Excerpt
★ ★ ★ ★ ★

Minister Donnelly concluded: 

“With the 2023 Waiting List Action Plan, my Department, the HSE and the NTPF are taking the next steps in the multi-annual approach towards achieving our vision of a world-class public healthcare system in which everyone has timely and transparent access to high-quality scheduled care, where and when they need it, in line with Sláintecare reforms”.

 

ENDS

Notes to editor:

 

The 2023 Waiting List Action Plan is the next stage of this multi-annual approach and is the product of extensive consultation between the Department of Health, the HSE and the NTPF. 

The 2023 Waiting List Action Plan allocates €363 million, as the next stage of the multi-annual approach to sustainably reduce and reform hospital waiting lists and waiting times, comprising:

  • €123 million in funding to be made available to the HSE on a recurring basis to implement modernised care pathways and to sustainably close capacity gaps in the system. 
  • €240 million in non-recurrent funding to the NTPF and HSE to continue providing additional public and private activity to maintain the momentum of further reducing waiting volumes and times. 

€80 million was allocated to various primary/community care related initiatives, including expanding the successful GP Access to Diagnostics programme, as part of the total of €443 million allocated in Budget 2023 to address waiting lists.

To continue progressing the implementation of long-term reforms in tandem with continuing to address waiting list backlogs, the 2023 Plan focuses on three key areas, under which 30 short, medium, and long-term actions will be delivered this year to achieve the target reductions in waiting lists and waiting times: 

  1. Delivering Capacity in 2023: 11 actions for the immediate delivery of additional activity within the private and public system to reduce waiting volumes and times. Actions will deliver additional OPD appointments, IPDC procedures and GI Scopes in 2023, resulting in a waiting list reduction of just over 10% by year-end. Other actions relating to the delivery of capacity include progressing the development of five surgical hubs nationally to increase dedicated capacity for elective activity in our hospitals and an action to deliver additional community activity to reduce waiting lists for high priority services, mainly for children.

★ ★ ★ ★ ★

(Collected data)

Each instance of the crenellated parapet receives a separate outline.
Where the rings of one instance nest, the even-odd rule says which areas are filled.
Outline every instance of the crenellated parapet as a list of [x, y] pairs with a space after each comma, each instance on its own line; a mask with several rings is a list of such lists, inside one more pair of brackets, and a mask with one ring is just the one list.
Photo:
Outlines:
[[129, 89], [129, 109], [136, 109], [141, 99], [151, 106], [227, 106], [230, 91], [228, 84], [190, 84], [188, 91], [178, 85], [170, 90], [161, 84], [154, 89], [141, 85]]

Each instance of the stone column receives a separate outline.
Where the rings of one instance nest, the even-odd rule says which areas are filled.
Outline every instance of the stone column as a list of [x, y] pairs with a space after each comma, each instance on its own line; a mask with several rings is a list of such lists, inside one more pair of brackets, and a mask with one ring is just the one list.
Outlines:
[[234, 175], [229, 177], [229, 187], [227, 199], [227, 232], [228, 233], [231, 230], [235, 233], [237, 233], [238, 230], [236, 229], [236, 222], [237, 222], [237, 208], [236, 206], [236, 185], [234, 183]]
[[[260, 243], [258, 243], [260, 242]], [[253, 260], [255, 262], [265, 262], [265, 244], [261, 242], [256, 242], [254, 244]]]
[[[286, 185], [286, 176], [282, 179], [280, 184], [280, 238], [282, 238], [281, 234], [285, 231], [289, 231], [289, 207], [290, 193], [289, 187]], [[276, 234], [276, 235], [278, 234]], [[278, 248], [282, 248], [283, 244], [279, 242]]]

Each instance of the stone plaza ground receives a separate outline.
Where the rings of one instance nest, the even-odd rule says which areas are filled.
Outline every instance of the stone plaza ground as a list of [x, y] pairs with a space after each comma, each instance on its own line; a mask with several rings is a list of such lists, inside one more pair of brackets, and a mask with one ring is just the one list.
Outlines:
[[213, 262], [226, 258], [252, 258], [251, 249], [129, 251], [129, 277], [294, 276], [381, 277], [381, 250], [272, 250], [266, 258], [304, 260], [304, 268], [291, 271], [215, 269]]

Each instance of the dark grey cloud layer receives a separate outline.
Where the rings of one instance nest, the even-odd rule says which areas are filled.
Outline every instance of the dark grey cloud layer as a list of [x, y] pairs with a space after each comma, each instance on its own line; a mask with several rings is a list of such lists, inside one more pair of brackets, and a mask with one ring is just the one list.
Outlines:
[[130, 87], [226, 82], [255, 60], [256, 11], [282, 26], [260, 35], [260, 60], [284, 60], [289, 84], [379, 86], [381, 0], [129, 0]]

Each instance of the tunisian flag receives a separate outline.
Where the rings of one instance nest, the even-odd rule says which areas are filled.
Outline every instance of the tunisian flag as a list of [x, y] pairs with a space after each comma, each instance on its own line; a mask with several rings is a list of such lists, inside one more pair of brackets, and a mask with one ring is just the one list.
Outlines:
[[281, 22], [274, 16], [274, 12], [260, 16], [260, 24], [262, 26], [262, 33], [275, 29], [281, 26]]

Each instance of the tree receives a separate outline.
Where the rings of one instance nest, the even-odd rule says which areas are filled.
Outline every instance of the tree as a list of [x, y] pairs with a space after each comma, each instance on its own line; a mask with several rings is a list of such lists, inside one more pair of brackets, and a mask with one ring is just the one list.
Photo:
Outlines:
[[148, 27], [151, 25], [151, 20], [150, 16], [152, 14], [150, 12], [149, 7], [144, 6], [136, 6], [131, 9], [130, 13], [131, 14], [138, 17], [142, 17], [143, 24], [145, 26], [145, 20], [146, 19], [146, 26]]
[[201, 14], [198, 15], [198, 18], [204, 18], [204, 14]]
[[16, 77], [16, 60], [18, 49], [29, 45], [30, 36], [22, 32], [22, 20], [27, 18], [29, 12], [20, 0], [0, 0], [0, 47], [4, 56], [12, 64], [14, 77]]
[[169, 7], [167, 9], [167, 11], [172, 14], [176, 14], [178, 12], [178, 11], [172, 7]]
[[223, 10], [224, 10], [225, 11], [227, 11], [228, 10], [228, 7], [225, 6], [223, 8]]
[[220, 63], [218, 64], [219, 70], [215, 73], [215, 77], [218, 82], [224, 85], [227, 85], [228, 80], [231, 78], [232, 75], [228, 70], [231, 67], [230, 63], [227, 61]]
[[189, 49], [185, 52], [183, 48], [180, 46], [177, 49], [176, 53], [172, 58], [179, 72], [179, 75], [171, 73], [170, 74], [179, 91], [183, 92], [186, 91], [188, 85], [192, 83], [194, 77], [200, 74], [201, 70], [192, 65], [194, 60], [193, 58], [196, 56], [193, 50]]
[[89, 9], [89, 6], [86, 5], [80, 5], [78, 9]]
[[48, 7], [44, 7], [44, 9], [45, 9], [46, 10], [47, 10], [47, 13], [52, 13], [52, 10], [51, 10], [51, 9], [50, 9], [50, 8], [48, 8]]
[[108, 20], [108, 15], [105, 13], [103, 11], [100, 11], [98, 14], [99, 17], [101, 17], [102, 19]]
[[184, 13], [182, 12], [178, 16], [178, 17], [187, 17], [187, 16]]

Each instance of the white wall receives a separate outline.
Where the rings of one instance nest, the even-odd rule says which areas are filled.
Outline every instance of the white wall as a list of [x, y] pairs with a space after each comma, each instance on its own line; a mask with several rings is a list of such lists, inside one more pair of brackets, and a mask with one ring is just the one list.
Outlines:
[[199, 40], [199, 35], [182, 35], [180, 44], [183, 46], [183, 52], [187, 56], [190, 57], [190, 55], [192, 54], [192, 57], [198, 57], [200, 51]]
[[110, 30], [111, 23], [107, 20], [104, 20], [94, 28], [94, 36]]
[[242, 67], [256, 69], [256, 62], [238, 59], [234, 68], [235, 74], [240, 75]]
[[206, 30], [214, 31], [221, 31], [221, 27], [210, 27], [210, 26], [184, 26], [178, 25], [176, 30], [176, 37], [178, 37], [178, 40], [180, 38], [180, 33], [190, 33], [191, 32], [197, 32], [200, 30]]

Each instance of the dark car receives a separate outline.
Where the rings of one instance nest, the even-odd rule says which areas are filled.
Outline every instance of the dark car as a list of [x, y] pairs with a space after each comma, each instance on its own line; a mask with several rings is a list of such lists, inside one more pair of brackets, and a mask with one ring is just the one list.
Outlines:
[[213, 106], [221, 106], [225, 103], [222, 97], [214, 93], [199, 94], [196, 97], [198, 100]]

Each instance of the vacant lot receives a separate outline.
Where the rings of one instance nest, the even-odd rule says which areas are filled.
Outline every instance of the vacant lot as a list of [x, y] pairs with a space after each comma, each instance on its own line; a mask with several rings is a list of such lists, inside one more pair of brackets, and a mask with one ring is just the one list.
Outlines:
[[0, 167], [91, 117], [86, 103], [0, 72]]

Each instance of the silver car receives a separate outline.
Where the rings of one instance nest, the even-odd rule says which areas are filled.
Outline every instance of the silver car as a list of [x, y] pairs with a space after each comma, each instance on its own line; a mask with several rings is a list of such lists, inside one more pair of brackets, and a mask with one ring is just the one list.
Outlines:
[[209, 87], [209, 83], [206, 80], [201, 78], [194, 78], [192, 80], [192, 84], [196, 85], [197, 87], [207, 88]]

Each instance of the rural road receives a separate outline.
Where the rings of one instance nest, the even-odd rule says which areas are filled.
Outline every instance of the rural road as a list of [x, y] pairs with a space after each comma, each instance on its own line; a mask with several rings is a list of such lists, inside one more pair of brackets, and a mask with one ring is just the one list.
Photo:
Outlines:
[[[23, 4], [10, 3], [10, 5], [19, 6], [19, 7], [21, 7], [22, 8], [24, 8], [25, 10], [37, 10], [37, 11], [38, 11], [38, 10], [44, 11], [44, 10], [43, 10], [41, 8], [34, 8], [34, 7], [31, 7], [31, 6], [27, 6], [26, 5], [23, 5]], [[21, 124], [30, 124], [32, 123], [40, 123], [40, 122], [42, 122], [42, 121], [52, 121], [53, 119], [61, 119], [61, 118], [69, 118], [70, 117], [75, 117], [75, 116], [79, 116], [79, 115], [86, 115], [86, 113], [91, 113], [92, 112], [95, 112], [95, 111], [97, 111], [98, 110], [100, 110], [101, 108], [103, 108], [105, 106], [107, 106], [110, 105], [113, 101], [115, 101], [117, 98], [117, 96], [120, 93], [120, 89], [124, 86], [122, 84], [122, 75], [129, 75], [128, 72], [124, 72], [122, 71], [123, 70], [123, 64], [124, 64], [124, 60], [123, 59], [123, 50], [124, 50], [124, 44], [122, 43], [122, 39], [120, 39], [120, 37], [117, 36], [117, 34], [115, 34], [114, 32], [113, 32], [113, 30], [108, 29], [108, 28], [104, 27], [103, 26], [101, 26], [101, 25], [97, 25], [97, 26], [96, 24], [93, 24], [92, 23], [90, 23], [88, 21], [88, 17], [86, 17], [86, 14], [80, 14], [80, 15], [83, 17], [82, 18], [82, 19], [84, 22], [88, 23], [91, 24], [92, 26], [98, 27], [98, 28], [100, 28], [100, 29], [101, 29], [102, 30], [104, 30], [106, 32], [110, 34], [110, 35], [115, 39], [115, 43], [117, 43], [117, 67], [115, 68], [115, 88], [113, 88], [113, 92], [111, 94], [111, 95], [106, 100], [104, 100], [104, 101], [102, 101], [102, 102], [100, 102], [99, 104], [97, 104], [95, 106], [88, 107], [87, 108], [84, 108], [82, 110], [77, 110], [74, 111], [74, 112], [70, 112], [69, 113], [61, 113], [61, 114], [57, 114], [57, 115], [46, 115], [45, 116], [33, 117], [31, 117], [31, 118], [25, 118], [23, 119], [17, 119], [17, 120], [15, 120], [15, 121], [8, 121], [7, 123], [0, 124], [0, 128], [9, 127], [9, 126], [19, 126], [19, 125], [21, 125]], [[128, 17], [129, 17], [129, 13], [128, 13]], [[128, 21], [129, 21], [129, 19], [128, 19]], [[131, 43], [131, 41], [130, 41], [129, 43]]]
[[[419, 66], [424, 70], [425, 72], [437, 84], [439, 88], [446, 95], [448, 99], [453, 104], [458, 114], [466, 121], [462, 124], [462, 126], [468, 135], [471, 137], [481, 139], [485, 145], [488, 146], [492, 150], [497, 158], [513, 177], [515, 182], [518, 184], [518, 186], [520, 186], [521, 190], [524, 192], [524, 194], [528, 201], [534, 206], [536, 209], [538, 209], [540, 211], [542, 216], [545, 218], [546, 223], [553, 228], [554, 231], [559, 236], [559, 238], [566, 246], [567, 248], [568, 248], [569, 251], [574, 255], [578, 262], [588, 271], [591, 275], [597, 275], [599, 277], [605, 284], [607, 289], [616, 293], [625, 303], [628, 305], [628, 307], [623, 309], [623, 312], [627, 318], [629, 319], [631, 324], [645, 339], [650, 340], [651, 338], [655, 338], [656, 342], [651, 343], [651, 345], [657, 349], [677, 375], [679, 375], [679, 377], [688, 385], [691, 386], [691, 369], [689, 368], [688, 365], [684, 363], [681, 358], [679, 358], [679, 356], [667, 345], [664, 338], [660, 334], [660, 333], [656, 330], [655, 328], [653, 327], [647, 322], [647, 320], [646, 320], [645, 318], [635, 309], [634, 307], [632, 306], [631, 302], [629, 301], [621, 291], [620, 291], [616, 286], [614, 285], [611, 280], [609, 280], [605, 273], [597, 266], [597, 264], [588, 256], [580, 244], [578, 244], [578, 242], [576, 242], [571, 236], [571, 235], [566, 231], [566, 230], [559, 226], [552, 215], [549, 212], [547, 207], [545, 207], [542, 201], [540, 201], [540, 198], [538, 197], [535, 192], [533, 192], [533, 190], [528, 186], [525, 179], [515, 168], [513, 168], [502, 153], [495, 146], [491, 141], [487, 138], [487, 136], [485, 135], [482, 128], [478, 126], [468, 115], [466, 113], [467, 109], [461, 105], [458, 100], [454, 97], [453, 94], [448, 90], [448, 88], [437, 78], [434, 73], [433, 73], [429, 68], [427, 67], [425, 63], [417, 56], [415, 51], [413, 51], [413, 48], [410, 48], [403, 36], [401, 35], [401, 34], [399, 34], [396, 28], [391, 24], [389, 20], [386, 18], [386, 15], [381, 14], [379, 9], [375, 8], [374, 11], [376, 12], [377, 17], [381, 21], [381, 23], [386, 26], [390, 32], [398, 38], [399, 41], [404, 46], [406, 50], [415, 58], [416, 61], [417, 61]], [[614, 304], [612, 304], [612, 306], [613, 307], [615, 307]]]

★ ★ ★ ★ ★

Check your understanding
(a) In the Waiting List Action Plan release, how much does the 2023 Plan allocate in total?
(b) Carry on the Waiting List Action Plan release after its last sentence.
The listing is separate from the Waiting List Action Plan release.

Solved tasks
(a) €363 million.

(b)
  2. Reforming Scheduled Care: Eight actions to progress medium-to-longer term reforms to fundamentally resolve underlying barriers to the timely delivery of acute scheduled care. This includes further work on modernising patient care pathways, with the full implementation of seven priority pathways and commencing implementation of a further 29. Other reform actions to be progressed in 2023 include implementation of patient-initiated reviews in 22 hospitals as part of a strategy to reduce the number of review appointments scheduled across the system; and establishment of patient-centred booking arrangements through a central referrals office, to improve patient experience, ensure patients are seen as quickly as possible and reform scheduling practices in acute hospitals.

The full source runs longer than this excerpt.